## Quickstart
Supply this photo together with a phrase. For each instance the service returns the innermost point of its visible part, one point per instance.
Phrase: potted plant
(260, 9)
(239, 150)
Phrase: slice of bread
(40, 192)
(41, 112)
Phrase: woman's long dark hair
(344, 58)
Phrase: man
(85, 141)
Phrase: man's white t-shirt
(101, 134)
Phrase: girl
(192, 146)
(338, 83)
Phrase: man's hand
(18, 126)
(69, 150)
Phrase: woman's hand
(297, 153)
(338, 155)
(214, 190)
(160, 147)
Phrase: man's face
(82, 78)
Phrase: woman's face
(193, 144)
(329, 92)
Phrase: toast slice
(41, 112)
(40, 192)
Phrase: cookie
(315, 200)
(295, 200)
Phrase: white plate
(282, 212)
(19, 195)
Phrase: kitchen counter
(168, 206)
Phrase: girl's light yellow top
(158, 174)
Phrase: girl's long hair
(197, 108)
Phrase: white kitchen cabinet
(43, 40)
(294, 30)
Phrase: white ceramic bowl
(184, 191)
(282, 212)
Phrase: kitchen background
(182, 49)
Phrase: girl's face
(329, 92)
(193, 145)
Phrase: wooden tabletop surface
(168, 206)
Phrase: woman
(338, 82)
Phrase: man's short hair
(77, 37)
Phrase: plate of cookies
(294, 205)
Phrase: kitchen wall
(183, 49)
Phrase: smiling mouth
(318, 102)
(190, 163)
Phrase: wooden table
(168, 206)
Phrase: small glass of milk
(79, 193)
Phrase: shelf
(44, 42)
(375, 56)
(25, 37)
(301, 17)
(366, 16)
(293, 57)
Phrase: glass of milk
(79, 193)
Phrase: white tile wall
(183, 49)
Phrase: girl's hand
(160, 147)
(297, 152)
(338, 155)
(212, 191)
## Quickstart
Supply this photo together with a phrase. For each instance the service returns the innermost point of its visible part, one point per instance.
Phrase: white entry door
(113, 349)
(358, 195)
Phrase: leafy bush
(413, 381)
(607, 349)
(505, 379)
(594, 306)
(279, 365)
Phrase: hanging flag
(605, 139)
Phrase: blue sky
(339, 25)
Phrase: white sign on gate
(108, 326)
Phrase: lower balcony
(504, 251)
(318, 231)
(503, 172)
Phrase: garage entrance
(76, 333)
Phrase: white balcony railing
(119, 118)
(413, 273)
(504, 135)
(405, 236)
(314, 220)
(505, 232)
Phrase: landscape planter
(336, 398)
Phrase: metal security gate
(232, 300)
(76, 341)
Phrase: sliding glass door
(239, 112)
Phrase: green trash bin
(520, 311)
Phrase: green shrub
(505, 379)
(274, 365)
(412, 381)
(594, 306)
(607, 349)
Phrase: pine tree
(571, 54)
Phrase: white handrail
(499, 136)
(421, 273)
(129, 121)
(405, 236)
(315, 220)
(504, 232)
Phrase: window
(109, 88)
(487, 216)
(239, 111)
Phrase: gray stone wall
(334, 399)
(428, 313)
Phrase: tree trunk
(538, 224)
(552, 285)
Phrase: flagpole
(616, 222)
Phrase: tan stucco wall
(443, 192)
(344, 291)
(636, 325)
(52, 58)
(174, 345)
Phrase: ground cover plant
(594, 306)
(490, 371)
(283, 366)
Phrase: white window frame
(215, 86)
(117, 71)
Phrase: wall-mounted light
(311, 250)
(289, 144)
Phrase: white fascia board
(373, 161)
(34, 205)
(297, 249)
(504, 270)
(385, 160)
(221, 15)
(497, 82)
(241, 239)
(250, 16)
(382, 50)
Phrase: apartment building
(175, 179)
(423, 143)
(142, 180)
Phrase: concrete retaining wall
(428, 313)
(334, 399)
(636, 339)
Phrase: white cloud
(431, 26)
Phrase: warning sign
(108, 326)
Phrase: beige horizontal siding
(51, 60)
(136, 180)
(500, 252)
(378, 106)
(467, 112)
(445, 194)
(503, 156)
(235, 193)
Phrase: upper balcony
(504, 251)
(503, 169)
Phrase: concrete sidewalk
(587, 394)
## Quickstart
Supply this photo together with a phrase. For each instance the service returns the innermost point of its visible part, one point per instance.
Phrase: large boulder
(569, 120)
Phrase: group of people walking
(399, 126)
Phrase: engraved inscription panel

TASK INSTRUCTIONS
Return the entries in full. Do not alter them.

RESPONSE BELOW
## Quickstart
Supply this photo together with a phrase. For each instance the service returns the innermost point of its visible part, one point per instance.
Phrase: potted plant
(260, 9)
(239, 150)
Phrase: slice of bread
(40, 192)
(41, 112)
Phrase: woman's long dark hair
(344, 58)
Phrase: man
(85, 141)
Phrase: man's white t-shirt
(101, 134)
Phrase: girl
(192, 146)
(338, 83)
Phrase: man's hand
(18, 126)
(69, 150)
Phrase: woman's hand
(297, 153)
(338, 155)
(214, 190)
(160, 147)
Phrase: man's face
(82, 78)
Phrase: woman's face
(193, 144)
(329, 92)
Phrase: toast slice
(41, 112)
(40, 192)
Phrase: cookie
(315, 200)
(295, 200)
Phrase: white plate
(282, 212)
(19, 195)
Phrase: kitchen counter
(168, 206)
Phrase: girl's light yellow top
(158, 174)
Phrase: girl's long hair
(197, 108)
Phrase: white kitchen cabinet
(43, 40)
(294, 30)
Phrase: white ceramic bowl
(184, 191)
(282, 212)
Phrase: kitchen background
(182, 49)
Phrase: girl's face
(329, 92)
(193, 145)
Phrase: wooden tabletop surface
(168, 206)
Phrase: woman
(338, 82)
Phrase: man's short hair
(77, 37)
Phrase: plate of cookies
(294, 205)
Phrase: kitchen wall
(183, 49)
Phrase: smiling mouth
(318, 102)
(190, 163)
Phrase: wooden table
(168, 206)
Phrase: small glass of milk
(79, 193)
Phrase: shelf
(44, 42)
(375, 56)
(25, 37)
(301, 17)
(366, 16)
(293, 57)
Phrase: glass of milk
(79, 193)
Phrase: white tile wall
(183, 49)
Phrase: girl's hand
(160, 147)
(297, 152)
(338, 155)
(212, 191)
## Quickstart
Supply this photo together with a phrase. For each instance the service returns the innermost point of its visible part, one point per instance.
Phrase: white entry door
(113, 349)
(358, 195)
Phrase: leafy bush
(413, 381)
(607, 349)
(505, 379)
(594, 306)
(279, 365)
Phrase: hanging flag
(605, 139)
Phrase: blue sky
(339, 25)
Phrase: white sign on gate
(108, 326)
Phrase: lower balcony
(504, 251)
(318, 231)
(503, 172)
Phrase: garage entrance
(76, 333)
Phrase: white balcony railing
(119, 118)
(413, 273)
(504, 135)
(405, 236)
(314, 220)
(505, 232)
Phrase: landscape planter
(336, 398)
Phrase: metal security gate
(232, 300)
(76, 341)
Phrase: sliding glass door
(239, 112)
Phrase: green trash bin
(520, 311)
Phrase: green shrub
(505, 379)
(274, 365)
(412, 381)
(594, 306)
(607, 349)
Phrase: pine tree
(571, 54)
Phrase: white handrail
(499, 136)
(421, 273)
(129, 121)
(405, 236)
(315, 220)
(504, 232)
Phrase: window
(109, 88)
(487, 216)
(239, 111)
Phrase: gray stone wall
(334, 399)
(428, 313)
Phrase: tree trunk
(538, 224)
(552, 285)
Phrase: flagpole
(616, 222)
Phrase: tan stucco wall
(443, 192)
(344, 291)
(636, 325)
(52, 58)
(174, 345)
Phrase: ground cover plant
(594, 306)
(490, 371)
(283, 366)
Phrase: white window frame
(215, 86)
(117, 71)
Phrase: wall-mounted light
(311, 250)
(289, 144)
Phrase: white fascia board
(373, 161)
(34, 205)
(297, 249)
(504, 270)
(385, 160)
(221, 15)
(497, 82)
(241, 239)
(250, 16)
(382, 50)
Phrase: apartment building
(175, 179)
(423, 143)
(142, 180)
Phrase: concrete retaining wall
(428, 313)
(334, 399)
(636, 339)
Phrase: white cloud
(431, 26)
Phrase: warning sign
(108, 326)
Phrase: beige horizontal siding
(51, 60)
(136, 180)
(500, 252)
(378, 106)
(467, 112)
(445, 194)
(503, 156)
(235, 193)
Phrase: upper balcony
(504, 251)
(503, 169)
Phrase: concrete sidewalk
(587, 394)
## Quickstart
Supply this photo together with a phrase. For each instance the service returns the innermost point of its visible part, one point per instance.
Phrase: large boulder
(569, 120)
Phrase: group of people walking
(399, 126)
Phrase: engraved inscription panel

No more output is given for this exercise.